PROBLEM REQUIREMENTS: Continue the text below about proofs with odd and even integers from the point where it stops.

EXCERPTED TEXT:
┌──
Prove directly from the definitions that for every integer n, n^2 - n + 3 is odd. Use division into two cases: n is even and n is odd.

Proof:

Suppose n is any integer.

Case n is even:

Since n is even, n = 2k for some integer k.

Then by substitution:

 n^2 - n + 3 = (2k)^2 - (2k) + 3

 \quad = 4k^2 - 2k + 3

 \quad = 4k^2 - 2k + 2 + 1

 \quad = 2(2k^2 - k + 1) + 1

Let m = 2k^2 - k + 1, where m is an integer by the product and sum of integers. Therefore n^2 - n + 3 is odd by the definition of odd integers.

Case n is odd:

Since n is odd, n = 2s + 1 for some integer s.

Then by substitution:

 n^2 - n + 3 = (2s + 1)^2 - (2s + 1) + 3

 n^2 - n + 3 = (2s + 1)(2s + 1) - 2s - 1 + 3

 n^2 - n + 3 = (4s^2 + 4s + 1) - 2s - 1 + 3

 n^2 - n + 3 = 4s^2 + 2s + 3

 n^2 - n + 3 = 4s^2 + 2s + 2 + 1

 n^2 - n + 3 = 2(2s^2 + s + 1) + 1

Let p = 2s^2 + s + 1 where p is an integer by the product and sum of integers. Therefore n^2 - n + 3 is odd by the definition of odd integers.

In both cases n^2 - n + 3 is odd.

Q.E.D.

a. Prove that the product of any two consecutive integers is even.

Proof:

Suppose n is any integer.

Then the product of n and its consecutive integer is:

 n(n + 1) = n^2 + n

Case where n is even:

Since n is even, n = 2k for some integer k.

Then by substitution:

 n^2 + n = (2k)^2 + (2k)

 \quad = 4k^2 + 2k

 \quad = 2(2k^2 + k)

Let m = 2k^2 + k where m is an integer by the product and sum of integers. Therefore n^2 + n is even by the definition of even integers.

Case where n is odd:

Since n is odd, n = 2s + 1, for some integer s.

Then by substitution:

 n^2 + n = (2s + 1)^2 + (2s + 1)

 n^2 + n = (2s + 1)(2s + 1) + 2s + 1

 n^2 + n = 4s^2 + 4s + 1 + 2s + 1

 n^2 + n = 4s^2 + 6s + 2

 n^2 + n = 2(2s^2 + 3s + 1)

Let p = 2s^2 + 3s + 1, where p is an integer by the product and sum of integers. Therefore n^2 + n is even by the definition of even integers.

In both cases n^2 + n is even, therefore the product of any two consecutive integers is even.

Q.E.D.

b. The result of part (a) suggests that the second approach in the discussion of Example 4.5.7 might be possible after all. Write a new proof of Theorem 4.5.3 based on this observation.

4.5.3 Demonstrates this proof:

Prove: The square of any odd integer has the form 8m + 1 for some integer m.

But suggests another approach might be possible.
└──
DATASET CONTENT:
┌──
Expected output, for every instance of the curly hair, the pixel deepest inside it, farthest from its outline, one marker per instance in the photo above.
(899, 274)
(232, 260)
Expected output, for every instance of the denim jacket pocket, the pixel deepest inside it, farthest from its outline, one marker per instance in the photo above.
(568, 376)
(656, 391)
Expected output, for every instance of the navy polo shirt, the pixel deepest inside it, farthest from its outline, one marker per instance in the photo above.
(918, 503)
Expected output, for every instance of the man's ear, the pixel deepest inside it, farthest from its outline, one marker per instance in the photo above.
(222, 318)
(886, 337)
└──
┌──
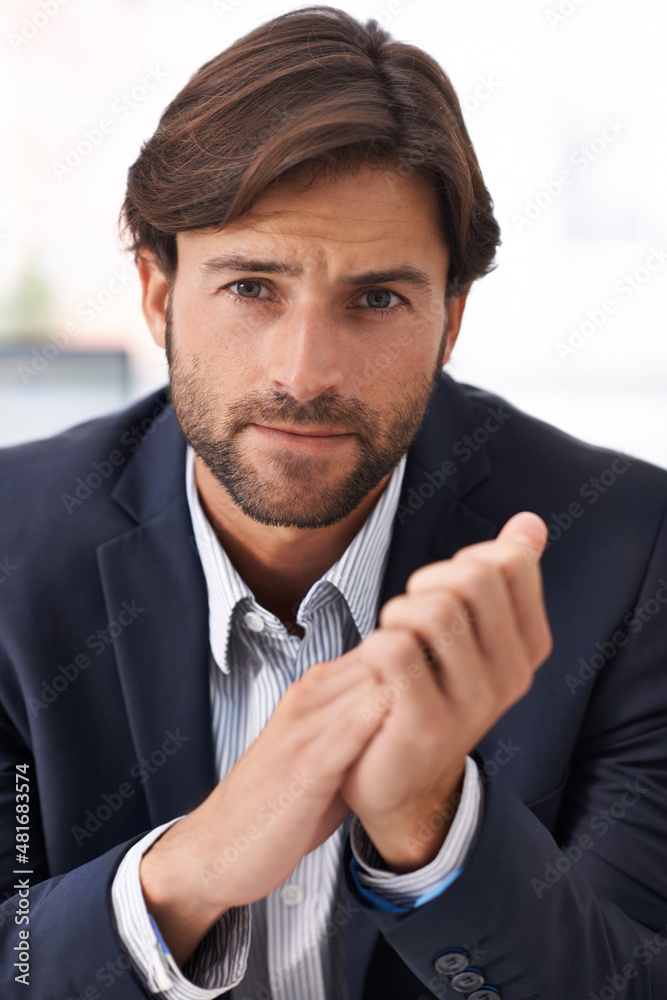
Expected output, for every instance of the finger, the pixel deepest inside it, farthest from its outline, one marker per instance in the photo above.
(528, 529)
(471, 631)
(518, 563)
└──
ANSWER TO THE TASK:
"You could try another approach by arguing that since n is odd, you can represent it as 2q + 1 for some integer q. Then $n^2 = (2q + 1)^2 = 4q^2 + 4q + 1 = 4(q^2 + q) + 1$". It is clear from this analysis that n^2 can be rewritten in the form 4m + 1, but it may not be clear that it can be written as 8m + 1.

Given part a, we can now prove this. Let's do that now:

Proof:

Suppose n is any odd integer.

Since n is odd, n = 2q + 1 for some integer q.

Then:

 n^2 = (2q + 1)^2

 n^2 = (2q + 1)(2q + 1)

 n^2 = 4q^2 + 4q + 1

 n^2 = 4(q^2 + q) + 1

By part a, we know that q^2 + q is even. So q^2 + q = 2m, for some integer m.

 n^2 = 4(2m) + 1

 n^2 = 8m + 1

Therefore n^2 has the form 8m + 1 for some integer m.

Q.E.D.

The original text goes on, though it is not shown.